A Lifetime of Community Service
A difficult journey has guided Dr. Norma Martinez Rogers to be the most valuable of advocates.
Dr. Norma Martinez Rogers spent the early part of her life being raised in one of the first public housing projects in the United States, the Alazán-Apache Courts in western San Antonio, Texas.
Located in the most economically-disadvantaged section of the city and with a predominantly Latino population, she experienced some of the inequities that exist in society at an early age.
The youngest of four girls, Martinez Rogers recalled often having to stand in long lines for food with her mother, while her father worked three jobs to pay for his daughters to attend Catholic school.
When she was in grade school, her father moved the family out of the housing project to the opposite part of town, still economically challenged, and with a predominant Latino and African American population.
“My father and uncle built our house there, it was a very small house actually,” Martinez Rogers said in an interview with AL DÍA.
“My father and uncle built our house there, it was a very small house actually,” Martinez Rogers said in an interview with AL DÍA.
Martinez Rogers mostly spoke Spanish at home until third grade, when the nuns who ran the Catholic school she attended required students to speak English.
A quiet student who was always involved and loved school, her dedication to education was evident during a bus strike when she was in sixth grade. Martinez Rogers walked eight miles to her school while none of her sisters did the same.
The sacrifice, drive and determination she displayed became a microcosm for the lengths Martinez Rogers would go to ensure education could be obtained and doors would be opened.

**Point placement lines**
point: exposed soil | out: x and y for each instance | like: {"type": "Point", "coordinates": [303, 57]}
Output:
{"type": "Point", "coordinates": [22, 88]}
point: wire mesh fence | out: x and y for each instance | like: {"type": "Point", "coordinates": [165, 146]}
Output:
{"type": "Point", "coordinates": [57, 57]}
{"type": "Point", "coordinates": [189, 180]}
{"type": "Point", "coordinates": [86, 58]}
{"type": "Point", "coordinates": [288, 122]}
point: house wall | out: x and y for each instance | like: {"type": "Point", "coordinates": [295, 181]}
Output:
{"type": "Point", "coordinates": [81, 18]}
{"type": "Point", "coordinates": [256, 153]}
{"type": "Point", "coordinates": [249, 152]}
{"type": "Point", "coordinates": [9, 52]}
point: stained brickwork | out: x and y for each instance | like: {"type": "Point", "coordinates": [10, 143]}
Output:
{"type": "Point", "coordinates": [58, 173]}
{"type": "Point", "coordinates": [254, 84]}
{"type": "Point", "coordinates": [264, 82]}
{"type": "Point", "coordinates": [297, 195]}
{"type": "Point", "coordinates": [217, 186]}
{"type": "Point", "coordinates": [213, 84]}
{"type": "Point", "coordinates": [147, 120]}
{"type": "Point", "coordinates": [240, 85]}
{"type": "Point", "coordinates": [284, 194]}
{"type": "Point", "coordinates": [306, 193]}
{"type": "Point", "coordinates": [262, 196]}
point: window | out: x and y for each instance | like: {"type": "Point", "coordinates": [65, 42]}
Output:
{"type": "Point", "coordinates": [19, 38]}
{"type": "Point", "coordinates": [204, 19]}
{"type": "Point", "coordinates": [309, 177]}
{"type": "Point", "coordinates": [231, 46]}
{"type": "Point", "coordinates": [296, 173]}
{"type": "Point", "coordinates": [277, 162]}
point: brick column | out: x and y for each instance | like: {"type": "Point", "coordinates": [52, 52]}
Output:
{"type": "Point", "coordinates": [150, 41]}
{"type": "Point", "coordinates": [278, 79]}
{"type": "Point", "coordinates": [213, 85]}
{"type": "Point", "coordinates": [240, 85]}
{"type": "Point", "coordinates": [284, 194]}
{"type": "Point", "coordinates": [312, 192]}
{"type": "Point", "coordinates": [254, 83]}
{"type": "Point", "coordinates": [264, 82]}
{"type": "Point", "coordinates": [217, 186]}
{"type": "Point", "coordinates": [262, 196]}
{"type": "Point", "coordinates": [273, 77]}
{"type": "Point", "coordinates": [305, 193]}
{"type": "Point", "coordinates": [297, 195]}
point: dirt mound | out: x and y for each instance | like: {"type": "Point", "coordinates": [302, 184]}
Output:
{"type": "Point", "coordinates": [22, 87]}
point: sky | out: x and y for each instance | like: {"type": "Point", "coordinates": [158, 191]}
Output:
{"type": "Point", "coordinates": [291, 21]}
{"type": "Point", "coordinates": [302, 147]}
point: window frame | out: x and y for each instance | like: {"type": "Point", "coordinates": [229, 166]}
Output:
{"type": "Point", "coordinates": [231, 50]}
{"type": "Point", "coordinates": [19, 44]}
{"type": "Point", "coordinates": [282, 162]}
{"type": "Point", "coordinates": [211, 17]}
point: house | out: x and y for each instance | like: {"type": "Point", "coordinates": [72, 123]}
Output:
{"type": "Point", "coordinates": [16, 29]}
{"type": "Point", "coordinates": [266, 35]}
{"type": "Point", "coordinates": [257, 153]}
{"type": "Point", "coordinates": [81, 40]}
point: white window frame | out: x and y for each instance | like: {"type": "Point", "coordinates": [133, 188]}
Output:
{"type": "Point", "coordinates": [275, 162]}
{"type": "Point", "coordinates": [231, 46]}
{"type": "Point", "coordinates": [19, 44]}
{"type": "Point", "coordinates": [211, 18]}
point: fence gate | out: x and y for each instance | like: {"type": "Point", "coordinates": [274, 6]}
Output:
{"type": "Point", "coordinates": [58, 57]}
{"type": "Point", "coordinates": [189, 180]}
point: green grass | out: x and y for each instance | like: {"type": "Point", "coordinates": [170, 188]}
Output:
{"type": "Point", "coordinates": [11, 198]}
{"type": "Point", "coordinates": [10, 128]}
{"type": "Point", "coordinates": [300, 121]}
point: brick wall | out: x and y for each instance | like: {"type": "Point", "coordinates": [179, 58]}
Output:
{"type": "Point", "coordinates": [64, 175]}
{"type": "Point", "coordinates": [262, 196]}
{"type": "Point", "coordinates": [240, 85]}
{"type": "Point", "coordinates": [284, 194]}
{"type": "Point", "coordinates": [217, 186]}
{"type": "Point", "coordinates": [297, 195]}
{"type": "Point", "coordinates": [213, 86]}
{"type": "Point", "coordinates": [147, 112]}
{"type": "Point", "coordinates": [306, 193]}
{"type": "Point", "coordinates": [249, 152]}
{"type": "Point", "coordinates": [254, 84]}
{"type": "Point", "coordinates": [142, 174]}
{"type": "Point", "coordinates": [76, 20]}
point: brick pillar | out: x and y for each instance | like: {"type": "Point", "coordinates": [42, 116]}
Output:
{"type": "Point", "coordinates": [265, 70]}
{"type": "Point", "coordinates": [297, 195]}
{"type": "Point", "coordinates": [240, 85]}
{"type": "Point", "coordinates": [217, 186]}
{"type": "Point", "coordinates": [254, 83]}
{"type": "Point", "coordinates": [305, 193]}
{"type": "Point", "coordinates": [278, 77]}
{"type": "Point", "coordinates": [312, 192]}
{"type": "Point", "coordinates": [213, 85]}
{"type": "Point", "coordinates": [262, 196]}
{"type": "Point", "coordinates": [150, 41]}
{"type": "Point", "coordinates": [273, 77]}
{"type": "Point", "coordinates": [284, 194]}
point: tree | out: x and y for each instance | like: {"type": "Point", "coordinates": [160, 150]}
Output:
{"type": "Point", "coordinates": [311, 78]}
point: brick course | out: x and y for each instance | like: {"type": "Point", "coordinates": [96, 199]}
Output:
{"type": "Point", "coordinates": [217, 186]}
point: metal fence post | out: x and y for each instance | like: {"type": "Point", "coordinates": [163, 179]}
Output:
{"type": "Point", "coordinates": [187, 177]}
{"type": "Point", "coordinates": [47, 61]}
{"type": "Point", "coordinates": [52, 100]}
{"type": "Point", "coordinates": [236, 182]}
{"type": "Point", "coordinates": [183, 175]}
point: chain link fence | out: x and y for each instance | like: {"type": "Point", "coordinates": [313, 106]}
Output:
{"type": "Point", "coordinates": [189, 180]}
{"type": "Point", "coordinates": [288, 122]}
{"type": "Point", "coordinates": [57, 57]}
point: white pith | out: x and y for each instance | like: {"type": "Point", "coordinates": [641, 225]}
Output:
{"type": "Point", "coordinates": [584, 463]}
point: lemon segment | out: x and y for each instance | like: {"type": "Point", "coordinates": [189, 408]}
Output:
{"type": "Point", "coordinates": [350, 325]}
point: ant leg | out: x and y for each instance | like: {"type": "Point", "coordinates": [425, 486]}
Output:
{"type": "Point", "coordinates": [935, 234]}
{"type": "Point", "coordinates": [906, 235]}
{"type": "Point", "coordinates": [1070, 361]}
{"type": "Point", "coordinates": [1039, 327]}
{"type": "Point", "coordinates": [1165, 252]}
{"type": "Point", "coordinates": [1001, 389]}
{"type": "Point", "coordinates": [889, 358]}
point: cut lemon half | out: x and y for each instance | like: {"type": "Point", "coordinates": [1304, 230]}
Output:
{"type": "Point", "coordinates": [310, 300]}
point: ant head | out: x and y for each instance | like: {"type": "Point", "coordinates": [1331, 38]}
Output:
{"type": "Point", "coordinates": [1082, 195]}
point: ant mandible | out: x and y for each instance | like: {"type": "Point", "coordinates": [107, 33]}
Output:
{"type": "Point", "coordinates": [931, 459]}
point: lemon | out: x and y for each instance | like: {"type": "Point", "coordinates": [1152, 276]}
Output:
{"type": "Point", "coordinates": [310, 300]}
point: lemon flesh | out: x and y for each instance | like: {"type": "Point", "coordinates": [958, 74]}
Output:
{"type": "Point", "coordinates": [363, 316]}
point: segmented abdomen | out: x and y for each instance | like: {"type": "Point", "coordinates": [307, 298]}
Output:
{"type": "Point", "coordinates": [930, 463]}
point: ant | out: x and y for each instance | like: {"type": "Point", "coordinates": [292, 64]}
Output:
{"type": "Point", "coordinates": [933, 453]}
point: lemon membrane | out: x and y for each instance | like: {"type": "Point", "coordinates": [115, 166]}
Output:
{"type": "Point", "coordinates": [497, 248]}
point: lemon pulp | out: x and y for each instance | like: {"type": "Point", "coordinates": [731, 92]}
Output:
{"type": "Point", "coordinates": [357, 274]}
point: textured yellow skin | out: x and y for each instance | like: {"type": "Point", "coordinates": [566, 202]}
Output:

**EXERCISE INSTRUCTIONS**
1. Reproduce word for word the part of the profile of Norma Martinez Rogers that starts with "Dr. Norma Martinez Rogers spent" and goes on through "an early age.".
2. Answer these questions using the profile of Norma Martinez Rogers.
(a) What was the name of the public housing project where she was raised?
(b) How many miles did she walk to school during the bus strike?
(c) Until what grade did she mostly speak Spanish at home?

**LIST OF SOLUTIONS**
1.
Dr. Norma Martinez Rogers spent the early part of her life being raised in one of the first public housing projects in the United States, the Alazán-Apache Courts in western San Antonio, Texas.
Located in the most economically-disadvantaged section of the city and with a predominantly Latino population, she experienced some of the inequities that exist in society at an early age.

2.
(a) The Alazán-Apache Courts
(b) Eight miles
(c) Third grade